▶ GIVEN PASSAGE:
######

But neither of these proposals will lead to the environmental goals they seek. The whole premise that environmental hazards are purposely located in minority and low-income communities, through either economics or racism, is misguided at its core. And reliance on bean-couting measures — which create a quick-fix in areas like employment practices and voting-rights — will not be effective in promoting environmental protection. Environmental harm is color-blind, and pays no heed to financial status. Proposed actions to provide only this statistical balance instead of the strong, informed decisionmaking on health and safety issues that is needed just will not cut it.
“Environmental racism” can be more properly understood as a multi-dimensional problem commanding the understanding of a variety of environmental, social, and economic factors. The one unifying concern, however, is the health and safety of the residents of affected communities.

######

▶ SUPPLIED MATERIAL:
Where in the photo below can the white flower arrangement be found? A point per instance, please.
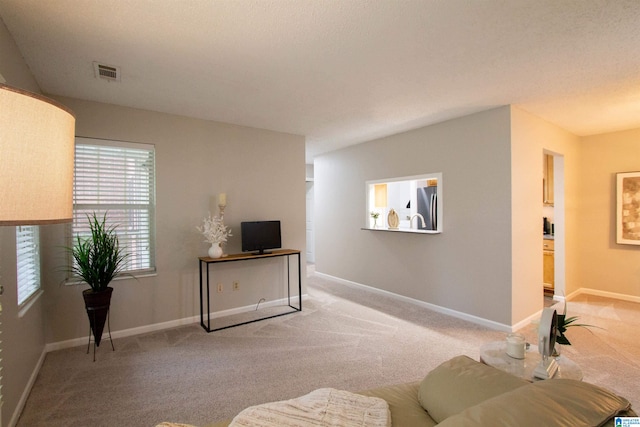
(213, 230)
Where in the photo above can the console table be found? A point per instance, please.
(206, 262)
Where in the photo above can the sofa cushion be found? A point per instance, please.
(555, 402)
(403, 404)
(461, 383)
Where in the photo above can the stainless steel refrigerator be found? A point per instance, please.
(428, 207)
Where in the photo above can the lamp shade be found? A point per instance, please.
(36, 159)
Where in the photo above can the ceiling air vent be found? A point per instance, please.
(107, 72)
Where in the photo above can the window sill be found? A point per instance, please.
(403, 230)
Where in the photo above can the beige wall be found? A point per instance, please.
(604, 265)
(263, 174)
(22, 333)
(530, 137)
(467, 268)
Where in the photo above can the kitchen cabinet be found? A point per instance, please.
(547, 180)
(549, 268)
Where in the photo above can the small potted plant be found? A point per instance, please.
(565, 322)
(215, 233)
(97, 260)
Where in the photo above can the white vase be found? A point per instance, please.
(215, 251)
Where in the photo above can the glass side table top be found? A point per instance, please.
(494, 354)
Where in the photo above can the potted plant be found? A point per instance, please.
(97, 260)
(565, 322)
(215, 233)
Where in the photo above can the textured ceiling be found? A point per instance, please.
(342, 71)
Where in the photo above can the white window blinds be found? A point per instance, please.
(118, 179)
(28, 261)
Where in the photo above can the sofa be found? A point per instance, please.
(463, 392)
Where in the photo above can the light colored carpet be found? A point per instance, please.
(344, 338)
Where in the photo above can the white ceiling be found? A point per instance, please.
(342, 72)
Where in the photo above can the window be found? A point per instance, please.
(117, 178)
(28, 264)
(408, 204)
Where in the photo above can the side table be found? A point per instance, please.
(494, 354)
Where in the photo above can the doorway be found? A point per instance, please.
(553, 213)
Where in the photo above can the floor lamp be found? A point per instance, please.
(36, 159)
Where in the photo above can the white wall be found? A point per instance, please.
(22, 333)
(467, 268)
(263, 174)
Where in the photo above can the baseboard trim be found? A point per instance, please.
(162, 325)
(27, 390)
(439, 309)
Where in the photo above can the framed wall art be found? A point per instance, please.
(628, 208)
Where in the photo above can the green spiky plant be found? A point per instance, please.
(565, 322)
(98, 257)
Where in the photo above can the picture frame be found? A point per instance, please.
(628, 208)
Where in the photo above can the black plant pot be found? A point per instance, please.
(97, 305)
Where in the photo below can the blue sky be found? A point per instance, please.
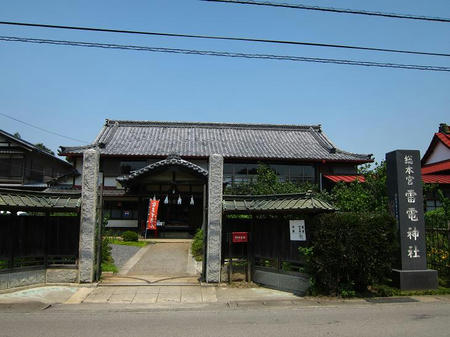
(72, 90)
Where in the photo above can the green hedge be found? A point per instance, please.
(350, 251)
(197, 246)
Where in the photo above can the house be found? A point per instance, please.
(436, 166)
(169, 161)
(25, 166)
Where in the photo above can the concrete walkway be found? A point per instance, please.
(162, 261)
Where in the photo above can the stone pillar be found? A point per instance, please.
(214, 239)
(404, 183)
(88, 218)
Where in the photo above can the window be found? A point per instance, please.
(431, 205)
(11, 167)
(126, 167)
(120, 210)
(238, 173)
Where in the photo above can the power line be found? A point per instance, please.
(225, 54)
(335, 10)
(42, 129)
(226, 38)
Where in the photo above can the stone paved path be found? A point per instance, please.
(121, 254)
(152, 294)
(166, 260)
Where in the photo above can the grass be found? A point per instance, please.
(129, 243)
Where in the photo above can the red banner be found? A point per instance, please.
(152, 214)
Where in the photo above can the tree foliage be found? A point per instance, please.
(370, 196)
(350, 251)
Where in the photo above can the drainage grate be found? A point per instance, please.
(391, 300)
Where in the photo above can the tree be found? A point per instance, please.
(370, 196)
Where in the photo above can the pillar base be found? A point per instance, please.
(415, 279)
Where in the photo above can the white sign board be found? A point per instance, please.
(297, 230)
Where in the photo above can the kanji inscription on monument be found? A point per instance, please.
(404, 183)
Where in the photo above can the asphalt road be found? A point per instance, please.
(406, 319)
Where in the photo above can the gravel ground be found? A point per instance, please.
(121, 254)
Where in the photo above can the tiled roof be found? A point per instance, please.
(436, 178)
(199, 140)
(436, 167)
(274, 203)
(170, 161)
(345, 179)
(38, 201)
(32, 147)
(444, 138)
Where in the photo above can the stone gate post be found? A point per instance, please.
(88, 218)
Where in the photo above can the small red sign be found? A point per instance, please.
(152, 214)
(239, 237)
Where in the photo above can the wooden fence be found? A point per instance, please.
(30, 241)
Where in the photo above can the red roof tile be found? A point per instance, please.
(346, 179)
(436, 178)
(436, 167)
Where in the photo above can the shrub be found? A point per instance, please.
(197, 246)
(129, 236)
(349, 252)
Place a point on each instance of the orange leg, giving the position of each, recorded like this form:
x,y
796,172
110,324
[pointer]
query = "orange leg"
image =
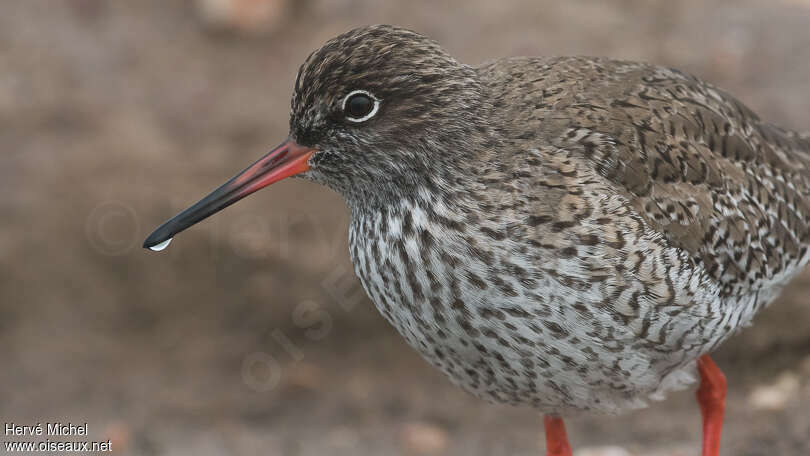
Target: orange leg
x,y
711,396
556,438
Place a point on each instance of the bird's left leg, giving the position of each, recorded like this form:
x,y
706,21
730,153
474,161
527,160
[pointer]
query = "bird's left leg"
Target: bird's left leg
x,y
556,438
711,396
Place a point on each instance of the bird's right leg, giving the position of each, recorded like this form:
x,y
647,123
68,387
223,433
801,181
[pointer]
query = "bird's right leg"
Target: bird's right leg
x,y
711,396
556,438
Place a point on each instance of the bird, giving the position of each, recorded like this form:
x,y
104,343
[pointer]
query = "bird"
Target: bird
x,y
572,234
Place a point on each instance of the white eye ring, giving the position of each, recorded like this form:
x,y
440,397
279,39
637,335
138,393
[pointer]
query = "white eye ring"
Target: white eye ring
x,y
371,114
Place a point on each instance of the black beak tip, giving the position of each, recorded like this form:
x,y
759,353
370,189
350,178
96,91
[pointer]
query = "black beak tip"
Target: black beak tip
x,y
157,237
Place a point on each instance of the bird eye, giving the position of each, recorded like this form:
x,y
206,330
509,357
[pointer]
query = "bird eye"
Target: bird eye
x,y
360,106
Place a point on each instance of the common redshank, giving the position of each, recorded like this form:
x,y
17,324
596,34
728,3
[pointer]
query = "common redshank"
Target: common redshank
x,y
569,233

######

▶ BRIEF 1:
Return the part of the environmental racism text starting at "But neither of" and ending at "not cut it.".
▶ BRIEF 2:
Take the text on environmental racism further from its last sentence.

▶ TASK OUTPUT 1:
But neither of these proposals will lead to the environmental goals they seek. The whole premise that environmental hazards are purposely located in minority and low-income communities, through either economics or racism, is misguided at its core. And reliance on bean-couting measures — which create a quick-fix in areas like employment practices and voting-rights — will not be effective in promoting environmental protection. Environmental harm is color-blind, and pays no heed to financial status. Proposed actions to provide only this statistical balance instead of the strong, informed decisionmaking on health and safety issues that is needed just will not cut it.

▶ TASK OUTPUT 2:
For example, problems with pollution affect groups as diverse as Hispanic farm workers handling pesticides, Asian immigrants working with toxic chemicals in Silicon Valley, Native Americans living near nuclear waste facilities, or urban Blacks who assert that their neighborhoods serve as dumps for polluting industries. No one plan can handle the needs of all of these people and still be effective.
Due to the local community nature of these issues, broad federal solutions are clearly inappropriate. Fundamentally, the decision of where best to place industrial projects should be left with the industry, and should not be turned into a federal racial or social policy issue. Private industry has itself recognized the need to address these issues recognizing that, if ignored, they can lead to increased inspections, restrictive operating conditions, and increased community pressure. The Chemical Manufacturers Association, for example, has developed specific proposals to address “environmental justice” concerns, and now advocates a program called “Responsible Care.” They and others businesses believe that open dialogue between a community and the industries located ther can better respond to concerns of safety, health, and the environment than can the federal government.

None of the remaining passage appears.